** Opening Passage shown block **

Sounds logical and for me it works most of the time until a new pain or flare up occurs then it can be back to the utter despair and lack of hope for the future.
You have a very energising attitude hosbay. Keep it up.
What a great written piece. Reminds me of myself. I have lived with pain for 10 years after a spinal fusion at the bottom of my spine after 30 years of nursing and having a crushed vertebrae in my thoracic spine due to osteoporosis at 48 at the same time! I agree with everything you write to control my pain within tolerable limits, looking out for the tell tale signs of overdoing it and resting before it gets too bad. Unfortunately I remain on MST and pregabalin which I have tried to get off, under supervision of my GP several times over the last 6 years without success. So I have nearly accepted the situation to keep my status quo pain relief ,but would love to get off the opiates. Keep feeling that the older I get, sooner or later a new GP will decide no more .....which makes me feel very anxious. Meanwhile I shall enjoy the status quo.

** Closing Passage shown block **
** Opening Information supplied block **

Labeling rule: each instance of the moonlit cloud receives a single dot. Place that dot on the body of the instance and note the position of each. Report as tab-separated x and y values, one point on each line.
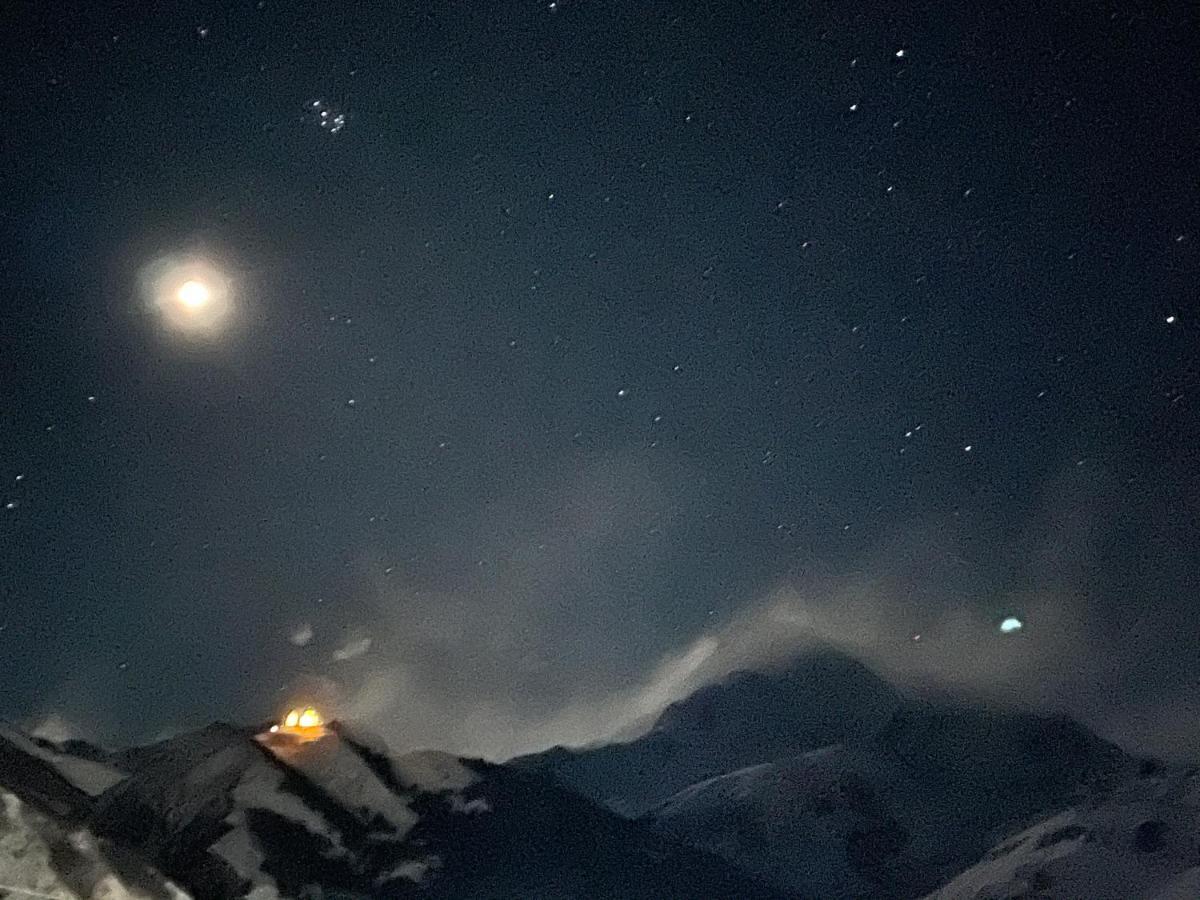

** Closing Information supplied block **

(Exercise 1):
In the chronic pain post, swap "hope" for "faith" and write out the part that opens with the words containing "Sounds logical and" and closes with "Keep it up.".
(Exercise 2):
According to the chronic pain post, how many years has the writer who had a spinal fusion lived with pain?
(Exercise 3):
Continue the chronic pain post from its last sentence.

(Expected output 1):
Sounds logical and for me it works most of the time until a new pain or flare up occurs then it can be back to the utter despair and lack of faith for the future.
You have a very energising attitude hosbay. Keep it up.

(Expected output 2):
10 years.

(Expected output 3):
Like you I have multi spinal defects C7, L4/L5 and LI (which was due to diskitis infection 7 years ago). For the first few months after my most severe defect (L4/L5 nerve root damage) I was on all kinds of medication (including morphine sulphate, Amitriptyline, Diazepam, Gabapentin, etc. I made a conscious decision to come off the strong medications because they did not seem to give much pain relief and I was aware of some bad side effects (especially gabapentin which affected my cognitive faculties). I carried on with small amounts of Cocodamol and Diclofenic/Naproxen for a few more months while I concentrated on my strength and fitness which had deteriorated considerably. I realised that I needed this to compensate for the defects in my spine. I certainly still had a lot of pain and it was difficult but I gradually started to feel the benefits. Around this time I also came across an article by an American orthopaedic consultant who had carried out fairly extensive research on spinal defects (especially degenerative disk disease)and pain and he found what he called "the cascade effect" whereby the body adapts and re-organises itself with time and consequently pain reduces. Like lots of other study reports and hypothesis I did not know if it was indeed correct but it gave me hope and encouragement to carry on with my strategy.
I am 76 years old and managing as I said earlier to have a reasonable quality of life.
I know that everyone is different and what works for one may not work for others.
I hope your condition improves whether you manage to reduce medication or not.